**REQUIREMENTS**
Rewrite the material from the line containing "Task: tag every instance of the gable" through its end, both ends included, keeping the requests and adding 67 to every x and y coordinate in the answer points but not in the requests or their sample points. Leave the pictures out.

** Begin **

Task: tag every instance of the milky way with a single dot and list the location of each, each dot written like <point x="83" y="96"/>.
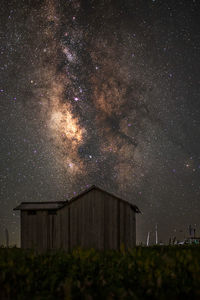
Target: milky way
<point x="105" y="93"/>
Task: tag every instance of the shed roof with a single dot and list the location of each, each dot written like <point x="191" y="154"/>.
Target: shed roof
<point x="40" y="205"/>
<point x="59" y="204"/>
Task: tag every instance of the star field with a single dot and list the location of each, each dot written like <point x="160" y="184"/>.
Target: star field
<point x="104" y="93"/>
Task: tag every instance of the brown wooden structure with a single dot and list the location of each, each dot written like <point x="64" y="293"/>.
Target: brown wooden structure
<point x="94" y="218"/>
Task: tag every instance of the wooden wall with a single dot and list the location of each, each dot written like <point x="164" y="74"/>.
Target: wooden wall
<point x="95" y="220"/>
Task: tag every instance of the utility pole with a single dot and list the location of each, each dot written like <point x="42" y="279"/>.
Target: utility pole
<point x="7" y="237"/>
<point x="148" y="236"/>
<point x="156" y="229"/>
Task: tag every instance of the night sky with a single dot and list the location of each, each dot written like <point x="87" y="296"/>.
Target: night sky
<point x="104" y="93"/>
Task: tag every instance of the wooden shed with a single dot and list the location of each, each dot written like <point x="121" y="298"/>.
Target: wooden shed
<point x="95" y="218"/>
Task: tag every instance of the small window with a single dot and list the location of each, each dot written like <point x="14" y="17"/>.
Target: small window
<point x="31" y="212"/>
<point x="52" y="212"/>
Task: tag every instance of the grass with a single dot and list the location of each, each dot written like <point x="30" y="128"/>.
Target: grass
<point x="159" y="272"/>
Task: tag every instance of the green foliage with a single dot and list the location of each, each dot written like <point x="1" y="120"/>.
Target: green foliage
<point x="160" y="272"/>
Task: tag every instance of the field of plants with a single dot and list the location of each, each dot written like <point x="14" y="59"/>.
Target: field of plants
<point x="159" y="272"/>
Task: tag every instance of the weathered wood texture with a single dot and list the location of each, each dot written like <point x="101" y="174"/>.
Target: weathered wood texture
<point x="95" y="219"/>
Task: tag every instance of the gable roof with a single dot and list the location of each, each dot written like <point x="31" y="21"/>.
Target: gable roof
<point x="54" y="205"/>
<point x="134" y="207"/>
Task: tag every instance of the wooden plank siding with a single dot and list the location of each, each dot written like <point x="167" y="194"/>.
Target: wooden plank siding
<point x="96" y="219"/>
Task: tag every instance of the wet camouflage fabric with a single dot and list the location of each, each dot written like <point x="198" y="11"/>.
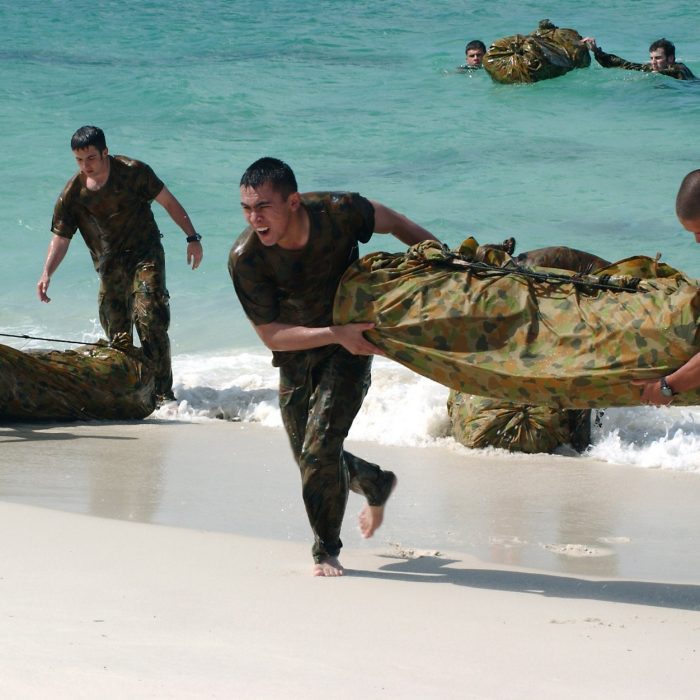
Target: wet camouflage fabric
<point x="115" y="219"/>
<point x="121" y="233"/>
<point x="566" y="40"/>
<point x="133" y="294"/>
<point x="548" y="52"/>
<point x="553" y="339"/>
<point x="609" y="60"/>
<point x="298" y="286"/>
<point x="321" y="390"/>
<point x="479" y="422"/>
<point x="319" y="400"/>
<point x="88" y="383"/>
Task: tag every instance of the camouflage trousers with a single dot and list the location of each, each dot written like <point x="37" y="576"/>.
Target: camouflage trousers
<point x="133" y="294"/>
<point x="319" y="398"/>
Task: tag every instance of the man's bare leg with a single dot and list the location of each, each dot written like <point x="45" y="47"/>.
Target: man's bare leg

** End **

**CORRECT OUTPUT**
Task: tag every instance of the gable roof with a single dot and list the location of each, each dot written like <point x="31" y="21"/>.
Target: gable roof
<point x="121" y="272"/>
<point x="201" y="274"/>
Task: tag every instance of the wooden plank siding with a single dot and list the location of each, each dot written like <point x="167" y="194"/>.
Target: wooden plank siding
<point x="163" y="286"/>
Task: tag every instance of the wet camouflage fabric with a single dot and list the location of each, each dot written like <point x="198" y="11"/>.
Target: wet camouflage fabric
<point x="182" y="286"/>
<point x="188" y="300"/>
<point x="633" y="107"/>
<point x="200" y="361"/>
<point x="615" y="119"/>
<point x="620" y="406"/>
<point x="676" y="127"/>
<point x="365" y="353"/>
<point x="388" y="457"/>
<point x="546" y="489"/>
<point x="386" y="467"/>
<point x="155" y="450"/>
Task: tag every instance of the camouflage trousers with a single dot and list the location of each, each dot written like <point x="37" y="576"/>.
Target: camouflage trousers
<point x="200" y="361"/>
<point x="386" y="465"/>
Task: tag every instance of the man's bare leg with a single dot and list the location of each, each dot written like <point x="45" y="47"/>.
Target: man's bare leg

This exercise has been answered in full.